**Task prompt:** Select every line of the entries below that contains the word "ceiling", and copy each one.

━━ Dataset excerpts

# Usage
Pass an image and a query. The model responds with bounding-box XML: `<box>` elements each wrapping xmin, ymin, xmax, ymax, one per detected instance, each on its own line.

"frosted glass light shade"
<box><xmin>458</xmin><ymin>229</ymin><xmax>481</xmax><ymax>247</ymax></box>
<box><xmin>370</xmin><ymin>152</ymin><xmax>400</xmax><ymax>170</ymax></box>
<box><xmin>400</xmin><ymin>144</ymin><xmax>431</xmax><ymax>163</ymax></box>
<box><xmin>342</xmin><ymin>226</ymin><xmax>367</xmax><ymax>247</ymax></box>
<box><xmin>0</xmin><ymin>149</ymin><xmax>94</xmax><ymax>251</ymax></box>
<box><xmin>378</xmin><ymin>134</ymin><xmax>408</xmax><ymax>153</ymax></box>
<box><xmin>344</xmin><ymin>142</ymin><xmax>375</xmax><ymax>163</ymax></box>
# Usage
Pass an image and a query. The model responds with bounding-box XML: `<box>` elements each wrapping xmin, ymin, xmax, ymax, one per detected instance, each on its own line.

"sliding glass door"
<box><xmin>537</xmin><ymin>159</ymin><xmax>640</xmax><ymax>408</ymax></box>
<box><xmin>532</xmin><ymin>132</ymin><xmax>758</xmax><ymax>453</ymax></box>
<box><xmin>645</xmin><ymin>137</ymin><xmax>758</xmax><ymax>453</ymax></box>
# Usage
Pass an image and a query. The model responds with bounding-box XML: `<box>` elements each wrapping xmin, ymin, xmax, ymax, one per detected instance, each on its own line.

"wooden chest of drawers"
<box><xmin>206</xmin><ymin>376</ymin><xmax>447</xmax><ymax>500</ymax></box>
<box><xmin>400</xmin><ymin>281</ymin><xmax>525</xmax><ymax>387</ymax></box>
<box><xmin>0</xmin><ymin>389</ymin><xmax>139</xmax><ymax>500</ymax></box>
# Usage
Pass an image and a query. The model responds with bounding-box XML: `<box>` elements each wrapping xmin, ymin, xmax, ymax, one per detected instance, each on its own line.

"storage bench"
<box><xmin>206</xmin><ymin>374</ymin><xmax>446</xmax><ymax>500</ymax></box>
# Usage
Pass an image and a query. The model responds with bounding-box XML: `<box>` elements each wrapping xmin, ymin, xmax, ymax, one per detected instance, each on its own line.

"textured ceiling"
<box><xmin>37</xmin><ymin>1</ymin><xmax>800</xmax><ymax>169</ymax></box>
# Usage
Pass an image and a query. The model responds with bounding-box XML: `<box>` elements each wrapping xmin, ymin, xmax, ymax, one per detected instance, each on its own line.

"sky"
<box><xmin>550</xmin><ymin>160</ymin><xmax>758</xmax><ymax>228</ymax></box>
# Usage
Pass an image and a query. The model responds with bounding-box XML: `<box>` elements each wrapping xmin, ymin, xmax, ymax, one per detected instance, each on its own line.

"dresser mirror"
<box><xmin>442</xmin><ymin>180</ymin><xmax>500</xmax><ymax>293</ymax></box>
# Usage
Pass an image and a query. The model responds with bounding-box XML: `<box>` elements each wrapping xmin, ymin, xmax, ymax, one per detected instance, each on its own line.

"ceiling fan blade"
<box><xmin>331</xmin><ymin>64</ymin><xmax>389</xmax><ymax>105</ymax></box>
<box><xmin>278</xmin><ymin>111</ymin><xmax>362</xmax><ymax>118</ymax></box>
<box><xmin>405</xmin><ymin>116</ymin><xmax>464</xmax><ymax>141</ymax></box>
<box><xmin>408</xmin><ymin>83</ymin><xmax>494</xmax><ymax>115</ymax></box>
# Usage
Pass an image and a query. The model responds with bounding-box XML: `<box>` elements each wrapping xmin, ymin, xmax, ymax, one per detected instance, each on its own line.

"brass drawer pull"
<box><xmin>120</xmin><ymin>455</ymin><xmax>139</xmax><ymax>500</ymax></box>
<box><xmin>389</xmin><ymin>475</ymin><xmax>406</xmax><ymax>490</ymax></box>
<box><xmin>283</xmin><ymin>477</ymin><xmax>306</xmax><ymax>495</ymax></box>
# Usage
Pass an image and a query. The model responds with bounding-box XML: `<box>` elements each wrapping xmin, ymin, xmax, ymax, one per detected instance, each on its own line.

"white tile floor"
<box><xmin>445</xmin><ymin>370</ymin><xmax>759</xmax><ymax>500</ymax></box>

━━━━

**Answer to the problem:**
"textured ceiling"
"ceiling fan blade"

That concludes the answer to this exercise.